START
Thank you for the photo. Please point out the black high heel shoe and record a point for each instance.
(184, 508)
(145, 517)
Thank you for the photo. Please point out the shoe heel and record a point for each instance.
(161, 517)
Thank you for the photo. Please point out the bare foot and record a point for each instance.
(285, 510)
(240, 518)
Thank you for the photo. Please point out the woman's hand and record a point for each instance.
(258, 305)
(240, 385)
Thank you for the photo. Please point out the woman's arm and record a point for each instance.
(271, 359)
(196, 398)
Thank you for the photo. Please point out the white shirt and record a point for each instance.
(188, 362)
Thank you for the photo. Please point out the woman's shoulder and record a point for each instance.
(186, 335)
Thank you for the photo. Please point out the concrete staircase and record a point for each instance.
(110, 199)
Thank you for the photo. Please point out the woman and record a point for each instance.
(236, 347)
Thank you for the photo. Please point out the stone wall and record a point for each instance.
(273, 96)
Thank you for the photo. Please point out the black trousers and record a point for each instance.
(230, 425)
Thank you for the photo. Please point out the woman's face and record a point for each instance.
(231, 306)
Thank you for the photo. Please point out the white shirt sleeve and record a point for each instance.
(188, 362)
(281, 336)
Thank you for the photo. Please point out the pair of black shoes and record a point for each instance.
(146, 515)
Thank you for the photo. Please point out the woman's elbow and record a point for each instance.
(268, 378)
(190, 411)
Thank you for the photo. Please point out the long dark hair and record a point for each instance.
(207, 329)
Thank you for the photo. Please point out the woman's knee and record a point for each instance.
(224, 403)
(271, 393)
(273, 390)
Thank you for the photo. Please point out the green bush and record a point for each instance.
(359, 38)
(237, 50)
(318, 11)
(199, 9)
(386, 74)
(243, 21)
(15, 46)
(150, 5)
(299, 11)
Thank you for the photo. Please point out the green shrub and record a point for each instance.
END
■ **Stated task**
Set down all of the data above once more, reproducing every line without any change.

■ **Solved problem**
Thank you for the photo. Please point out the black high heel shoe and record a point for each instance.
(184, 508)
(145, 517)
Thank you for the photo. Please point out the shoe heel and record a point for each instance.
(161, 517)
Thank you for the photo. Please point out the bare foot and record a point for each instance.
(285, 510)
(240, 518)
Thank you for the photo. Please point out the woman's hand and record a point for each instance.
(258, 305)
(240, 385)
Thank you for the photo. Please point out the woman's arm and record a point for each instance.
(271, 359)
(196, 398)
Thank you for the photo. Please point out the white shirt and record a point for each instance.
(188, 362)
Thank you for the photo. Please point out the woman's shoulder and record a point for each instance.
(186, 335)
Thank you for the photo. Please point out the concrete staircase and record a point for each instance.
(110, 199)
Thank you for the photo. Please point out the woman and record a point for each instance.
(236, 347)
Thank you for the photo. Please point out the stone wall and record a point for each instance.
(273, 96)
Thank you for the photo. Please point out the black trousers and record a point for each instance.
(230, 425)
Thank you for the photo. Please point out the woman's face and record a point for each instance.
(231, 306)
Thank you for the photo. Please point out the white shirt sleeve and record a point for each instance.
(188, 362)
(281, 336)
Thank you for the photo. Please point out the pair of black shoes and record a point for each instance.
(146, 515)
Thank you for the photo. Please point out the woman's elbow and record a point for each instance.
(268, 378)
(190, 411)
Thank you for the photo. Please point out the long dark hair and record a point for each instance.
(207, 329)
Thank you for the photo. Please point out the woman's knee and record a point for each instance.
(224, 403)
(271, 393)
(273, 390)
Thank you for the photo. Please point out the green bush and record a point for each instance.
(359, 38)
(237, 50)
(318, 11)
(199, 9)
(386, 74)
(243, 21)
(15, 46)
(150, 5)
(299, 11)
Thank you for the photo. Please point out the green shrub and record a point for each instance.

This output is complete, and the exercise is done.